> _Exercise description_:
Repeat the records. Keep every word and mark exactly as it is.

> _Source data_:
────────────────
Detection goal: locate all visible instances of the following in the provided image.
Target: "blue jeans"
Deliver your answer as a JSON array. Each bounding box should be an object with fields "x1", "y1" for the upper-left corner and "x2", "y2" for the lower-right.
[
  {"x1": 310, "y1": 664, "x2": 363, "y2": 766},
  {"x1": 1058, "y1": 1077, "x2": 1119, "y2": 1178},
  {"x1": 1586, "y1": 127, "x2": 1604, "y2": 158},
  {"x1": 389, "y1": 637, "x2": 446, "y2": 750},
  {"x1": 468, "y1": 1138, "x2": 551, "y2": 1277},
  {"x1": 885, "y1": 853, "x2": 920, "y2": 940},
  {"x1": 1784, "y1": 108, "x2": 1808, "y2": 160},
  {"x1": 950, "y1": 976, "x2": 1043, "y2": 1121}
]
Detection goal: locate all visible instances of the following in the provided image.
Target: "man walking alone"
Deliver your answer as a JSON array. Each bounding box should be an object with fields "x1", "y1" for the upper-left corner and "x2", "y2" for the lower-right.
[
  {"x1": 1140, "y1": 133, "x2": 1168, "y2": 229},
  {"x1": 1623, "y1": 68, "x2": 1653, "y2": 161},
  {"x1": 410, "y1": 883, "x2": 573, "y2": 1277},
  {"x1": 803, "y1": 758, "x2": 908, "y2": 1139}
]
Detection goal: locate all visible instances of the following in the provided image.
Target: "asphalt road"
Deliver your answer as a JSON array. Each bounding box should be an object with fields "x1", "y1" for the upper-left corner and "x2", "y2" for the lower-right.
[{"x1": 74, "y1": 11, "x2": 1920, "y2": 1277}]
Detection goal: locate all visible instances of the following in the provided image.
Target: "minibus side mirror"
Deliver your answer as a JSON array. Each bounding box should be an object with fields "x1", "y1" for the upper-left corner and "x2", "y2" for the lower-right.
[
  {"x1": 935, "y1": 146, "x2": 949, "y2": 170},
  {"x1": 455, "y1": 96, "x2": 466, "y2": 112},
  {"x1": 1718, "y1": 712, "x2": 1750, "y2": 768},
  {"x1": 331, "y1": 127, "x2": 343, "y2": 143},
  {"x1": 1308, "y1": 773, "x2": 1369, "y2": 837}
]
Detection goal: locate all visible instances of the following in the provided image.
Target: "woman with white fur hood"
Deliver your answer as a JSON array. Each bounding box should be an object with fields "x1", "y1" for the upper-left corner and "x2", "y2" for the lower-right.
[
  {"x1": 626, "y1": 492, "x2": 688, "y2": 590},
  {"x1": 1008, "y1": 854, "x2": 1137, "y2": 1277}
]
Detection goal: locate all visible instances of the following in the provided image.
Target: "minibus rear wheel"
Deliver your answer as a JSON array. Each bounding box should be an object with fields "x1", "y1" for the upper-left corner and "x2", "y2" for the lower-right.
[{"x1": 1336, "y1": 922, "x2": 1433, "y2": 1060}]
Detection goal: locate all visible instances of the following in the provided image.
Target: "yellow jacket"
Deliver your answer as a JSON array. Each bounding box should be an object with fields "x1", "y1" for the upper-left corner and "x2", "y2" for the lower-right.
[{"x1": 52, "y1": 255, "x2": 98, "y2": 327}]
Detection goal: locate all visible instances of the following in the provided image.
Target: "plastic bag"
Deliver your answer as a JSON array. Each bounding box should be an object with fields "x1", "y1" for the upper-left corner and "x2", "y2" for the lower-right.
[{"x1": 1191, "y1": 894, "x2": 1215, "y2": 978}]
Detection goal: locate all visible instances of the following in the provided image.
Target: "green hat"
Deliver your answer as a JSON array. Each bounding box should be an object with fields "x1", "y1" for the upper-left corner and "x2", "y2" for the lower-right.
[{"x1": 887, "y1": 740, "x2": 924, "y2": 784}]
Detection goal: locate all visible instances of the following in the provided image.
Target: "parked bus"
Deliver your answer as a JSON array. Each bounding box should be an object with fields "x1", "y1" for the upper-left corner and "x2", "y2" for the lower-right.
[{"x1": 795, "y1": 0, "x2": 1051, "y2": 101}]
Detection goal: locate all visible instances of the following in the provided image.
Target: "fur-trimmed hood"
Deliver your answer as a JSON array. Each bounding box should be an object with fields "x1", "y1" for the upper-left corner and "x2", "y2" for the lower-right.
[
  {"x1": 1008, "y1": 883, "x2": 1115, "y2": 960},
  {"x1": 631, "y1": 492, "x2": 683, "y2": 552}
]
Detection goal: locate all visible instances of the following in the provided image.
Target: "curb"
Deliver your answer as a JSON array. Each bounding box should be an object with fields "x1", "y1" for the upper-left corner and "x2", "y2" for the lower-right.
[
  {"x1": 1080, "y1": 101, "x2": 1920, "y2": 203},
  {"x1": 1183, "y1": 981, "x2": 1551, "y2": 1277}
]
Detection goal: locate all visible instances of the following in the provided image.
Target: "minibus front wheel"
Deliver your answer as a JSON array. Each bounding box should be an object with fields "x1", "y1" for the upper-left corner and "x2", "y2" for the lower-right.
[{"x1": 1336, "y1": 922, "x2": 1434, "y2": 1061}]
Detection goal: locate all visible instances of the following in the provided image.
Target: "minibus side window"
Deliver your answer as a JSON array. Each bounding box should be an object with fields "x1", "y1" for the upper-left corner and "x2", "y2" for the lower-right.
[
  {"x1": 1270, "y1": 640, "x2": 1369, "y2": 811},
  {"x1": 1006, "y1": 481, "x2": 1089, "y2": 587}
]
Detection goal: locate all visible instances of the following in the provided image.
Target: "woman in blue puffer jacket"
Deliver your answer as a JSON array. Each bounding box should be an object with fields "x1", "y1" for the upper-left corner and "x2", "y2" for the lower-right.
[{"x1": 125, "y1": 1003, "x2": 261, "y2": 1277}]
────────────────
> _Response to this exercise_:
Detection goal: locate all visible instances of the following in the provided image.
Target: "blue jeans"
Deliver your answer as a JSON array. Each bounding box should be an object with fields "x1", "y1" for the upper-left corner and "x2", "y2" for the lower-right.
[
  {"x1": 310, "y1": 664, "x2": 363, "y2": 766},
  {"x1": 1058, "y1": 1077, "x2": 1119, "y2": 1178},
  {"x1": 1586, "y1": 127, "x2": 1604, "y2": 158},
  {"x1": 389, "y1": 637, "x2": 446, "y2": 750},
  {"x1": 468, "y1": 1138, "x2": 551, "y2": 1277},
  {"x1": 885, "y1": 853, "x2": 920, "y2": 940},
  {"x1": 1784, "y1": 108, "x2": 1808, "y2": 160},
  {"x1": 950, "y1": 976, "x2": 1043, "y2": 1121}
]
Detection goal: locate all visible instances of the following in the provided image.
Target: "man walking alone"
Deliver your answer as a JSON array. Each bounding box should be an object with fields "x1", "y1" for the upper-left corner and "x2", "y2" for the lower-right.
[
  {"x1": 1140, "y1": 133, "x2": 1168, "y2": 229},
  {"x1": 1623, "y1": 68, "x2": 1653, "y2": 161},
  {"x1": 410, "y1": 883, "x2": 573, "y2": 1277},
  {"x1": 803, "y1": 758, "x2": 908, "y2": 1139}
]
Detection goal: locate all visible instances of the following in the provided image.
Target: "asphalt road"
Deliver your answer as a JSON array. Each bounding box should be an object with fields "x1", "y1" for the upper-left corner and "x2", "y2" for the lower-right.
[{"x1": 74, "y1": 11, "x2": 1920, "y2": 1277}]
Detection goal: locate all visible instances of the following in the provided image.
Target: "minibus side mirror"
Deliver your answer as a JSON array. Each bounding box should be an object with fields "x1", "y1" for the upper-left corner and "x2", "y2" for the lower-right.
[
  {"x1": 935, "y1": 146, "x2": 949, "y2": 170},
  {"x1": 455, "y1": 96, "x2": 466, "y2": 112},
  {"x1": 1718, "y1": 712, "x2": 1750, "y2": 768},
  {"x1": 331, "y1": 127, "x2": 343, "y2": 143},
  {"x1": 1308, "y1": 773, "x2": 1369, "y2": 837}
]
Detection goal: locate all visible instances of the following in the provided image.
Target: "woman with white fur hood"
Deliver your answer as a JSON array. Each bounding box should be an object with fields "x1", "y1" for the upper-left corner and "x2", "y2" for the lower-right.
[
  {"x1": 626, "y1": 492, "x2": 688, "y2": 590},
  {"x1": 1008, "y1": 854, "x2": 1137, "y2": 1277}
]
Detection goal: locate all visible instances of the following in the provided image.
Target: "minibus rear wheel"
Deliver your answer as a JSON array. Each bounding box should be an object with fields "x1", "y1" for the upper-left corner and "x2", "y2" for the lower-right.
[{"x1": 1336, "y1": 922, "x2": 1433, "y2": 1060}]
Detection goal: locate all visible instances of the following in the provided image.
Target: "yellow jacket"
Deliver your answer as a JSON array. Each bounding box should be an object with fields "x1", "y1" for the upper-left corner and "x2", "y2" for the lower-right.
[{"x1": 52, "y1": 255, "x2": 98, "y2": 327}]
Detection goal: locate all visible instances of the following in the provided image.
Target: "plastic bag"
Deliver your answer as a JSON array. Each bounding box should be an object with fields "x1", "y1" for the upper-left corner and "x2", "y2" for the lower-right.
[{"x1": 1191, "y1": 894, "x2": 1215, "y2": 978}]
Detection goal: locate all visible instances of the following in the provided image.
Target: "green hat"
Deliver your answer as a JSON array. Each bounding box should be an object with fields "x1", "y1" for the upper-left corner and "x2", "y2" for the lower-right.
[{"x1": 887, "y1": 740, "x2": 924, "y2": 784}]
Detection goal: locate all visible instances of the following in the provided image.
Target: "parked bus"
Deliver your answer as a JSON array. Each bounding box should be an object with fields "x1", "y1" for the upper-left corner and "x2", "y2" for the lower-right.
[{"x1": 795, "y1": 0, "x2": 1051, "y2": 101}]
Detection goal: locate all visible instances of the following in the provided image.
Target: "fur-trimmed hood"
Deliver your answer as a JSON array. Each bounding box should be an object with fields "x1", "y1" for the upper-left corner and "x2", "y2" for the lower-right.
[
  {"x1": 1008, "y1": 883, "x2": 1115, "y2": 960},
  {"x1": 631, "y1": 492, "x2": 683, "y2": 552}
]
Detection goal: locate all visible instances of the following in the provided image.
Target: "curb"
Deliver your answer as a JSON array. Each bounding box should be an object with fields "x1", "y1" for the upper-left corner and "x2", "y2" for the lower-right.
[
  {"x1": 1080, "y1": 101, "x2": 1920, "y2": 203},
  {"x1": 1183, "y1": 981, "x2": 1551, "y2": 1277}
]
Detection goal: locate all visible instances of the following in the provided image.
Target: "minibus front wheel"
Deliver your answer as a JSON array. Each bounding box should be an object with fields "x1", "y1" for the upper-left corner and "x2", "y2" for the lower-right.
[{"x1": 1336, "y1": 922, "x2": 1434, "y2": 1061}]
Detection goal: locate all visible instances of the following in the provided image.
Target: "minibus side window"
Deliver your answer as a JSON array. Each bounding box should be an object with fields "x1", "y1" for the upper-left corner and "x2", "y2" for the lower-right.
[
  {"x1": 1270, "y1": 640, "x2": 1369, "y2": 811},
  {"x1": 1006, "y1": 481, "x2": 1089, "y2": 587}
]
Detection goal: locate all visible instances of the following in the provided image.
Target: "woman in blue puffer jacket"
Deliver your answer as a JSON array. Each bounding box should be an object with fields "x1", "y1" for the upper-left corner and "x2", "y2" for the lower-right.
[{"x1": 125, "y1": 1003, "x2": 261, "y2": 1277}]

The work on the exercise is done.